INPUT ROWS:

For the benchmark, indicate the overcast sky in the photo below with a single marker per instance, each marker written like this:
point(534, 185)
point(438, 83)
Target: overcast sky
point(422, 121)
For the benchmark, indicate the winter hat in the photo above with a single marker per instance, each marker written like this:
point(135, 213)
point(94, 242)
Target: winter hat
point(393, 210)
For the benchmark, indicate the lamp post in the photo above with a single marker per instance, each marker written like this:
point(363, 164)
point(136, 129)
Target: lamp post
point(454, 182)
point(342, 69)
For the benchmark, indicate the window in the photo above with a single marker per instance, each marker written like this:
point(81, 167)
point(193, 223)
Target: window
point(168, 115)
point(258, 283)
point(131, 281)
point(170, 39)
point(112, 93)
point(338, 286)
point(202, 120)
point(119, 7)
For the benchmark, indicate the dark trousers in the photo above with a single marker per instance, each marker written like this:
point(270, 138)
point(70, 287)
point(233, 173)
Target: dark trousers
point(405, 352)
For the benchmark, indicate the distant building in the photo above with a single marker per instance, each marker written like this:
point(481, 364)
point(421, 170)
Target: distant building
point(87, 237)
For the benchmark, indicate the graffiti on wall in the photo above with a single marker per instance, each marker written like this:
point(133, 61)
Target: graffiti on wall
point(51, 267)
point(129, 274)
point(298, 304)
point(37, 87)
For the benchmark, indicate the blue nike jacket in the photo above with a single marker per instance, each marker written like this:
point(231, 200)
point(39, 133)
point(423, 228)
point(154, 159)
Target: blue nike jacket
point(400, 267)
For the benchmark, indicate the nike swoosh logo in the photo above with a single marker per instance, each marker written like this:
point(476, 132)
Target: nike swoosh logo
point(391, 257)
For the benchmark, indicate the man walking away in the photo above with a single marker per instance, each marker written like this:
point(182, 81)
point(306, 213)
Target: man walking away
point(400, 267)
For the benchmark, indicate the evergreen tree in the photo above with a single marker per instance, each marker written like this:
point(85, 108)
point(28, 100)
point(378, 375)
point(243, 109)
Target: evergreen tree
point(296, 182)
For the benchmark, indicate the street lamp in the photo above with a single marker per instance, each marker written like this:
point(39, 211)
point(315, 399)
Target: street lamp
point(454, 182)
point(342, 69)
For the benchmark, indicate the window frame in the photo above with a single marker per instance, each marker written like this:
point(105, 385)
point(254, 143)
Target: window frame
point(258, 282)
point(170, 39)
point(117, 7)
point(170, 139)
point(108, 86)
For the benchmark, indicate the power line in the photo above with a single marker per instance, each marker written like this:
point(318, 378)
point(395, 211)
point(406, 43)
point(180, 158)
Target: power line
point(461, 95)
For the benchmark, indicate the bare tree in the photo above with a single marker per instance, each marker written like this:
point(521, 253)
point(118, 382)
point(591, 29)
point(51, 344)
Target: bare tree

WRITTEN INSTRUCTION: Reproduce the material above word for word, keeping every line in its original order.

COMPLETE RESPONSE:
For the benchmark, indicate the overcast sky in the photo below with a single marker per instance, each marker written like this:
point(534, 185)
point(438, 83)
Target: overcast sky
point(422, 121)
For the benchmark, indicate the winter hat in the photo above with a single marker per instance, each marker written like this:
point(135, 213)
point(94, 242)
Target: winter hat
point(393, 210)
For the benchmark, indicate the lamp post in the photo above with a single marker per instance, each marker written like this:
point(363, 164)
point(136, 129)
Target: lamp post
point(454, 182)
point(342, 69)
For the benchmark, indicate the window in the photo above with a single marker per instance, each marker written like this:
point(81, 167)
point(193, 223)
Target: window
point(168, 115)
point(258, 283)
point(131, 281)
point(170, 39)
point(112, 93)
point(338, 286)
point(202, 120)
point(119, 7)
For the benchmark, indicate the dark trousers in the photo above with a single marker per instance, each marker written like this:
point(270, 138)
point(70, 287)
point(233, 173)
Target: dark trousers
point(405, 352)
For the benchmark, indicate the distant building in the photo above with a single marker per instance, each marker written like this:
point(481, 364)
point(421, 170)
Target: distant building
point(87, 237)
For the benchmark, indicate the graffiti on wall in the photo above with a single marker per instance, each marker written like this:
point(133, 61)
Target: graffiti on wall
point(51, 267)
point(129, 274)
point(298, 304)
point(37, 87)
For the benchmark, indicate the blue nike jacket in the photo above with a single marker per instance, each marker written like this:
point(231, 200)
point(39, 133)
point(423, 228)
point(154, 159)
Target: blue nike jacket
point(400, 267)
For the benchmark, indicate the nike swoosh logo in the photo above with a single marker per instance, each marker written like this:
point(476, 132)
Target: nike swoosh logo
point(391, 257)
For the benchmark, indicate the man walking away in the photo above with a single marker per instance, each marker written like this:
point(182, 81)
point(306, 213)
Target: man walking away
point(400, 267)
For the benchmark, indicate the evergreen tree in the photo above with a single marker per instance, each marker written like this:
point(85, 108)
point(28, 100)
point(378, 375)
point(243, 109)
Target: evergreen tree
point(296, 182)
For the benchmark, indicate the street lamp in the photo above with a single marker per instance, each marker written like this:
point(39, 211)
point(315, 399)
Target: street lamp
point(454, 182)
point(342, 69)
For the benchmark, indicate the window frame in the photo above with a single marker per instance, each marker written like this:
point(105, 385)
point(254, 143)
Target: window frame
point(258, 282)
point(170, 39)
point(117, 7)
point(170, 139)
point(108, 86)
For the benchmark, indicate the power line in the photo above with a single marker per instance, each marker written like this:
point(318, 378)
point(395, 211)
point(406, 43)
point(180, 158)
Target: power line
point(461, 95)
For the benchmark, indicate the bare tree in the photo above with a single marker per instance, each marker written like this:
point(521, 253)
point(118, 382)
point(591, 29)
point(51, 344)
Target: bare tree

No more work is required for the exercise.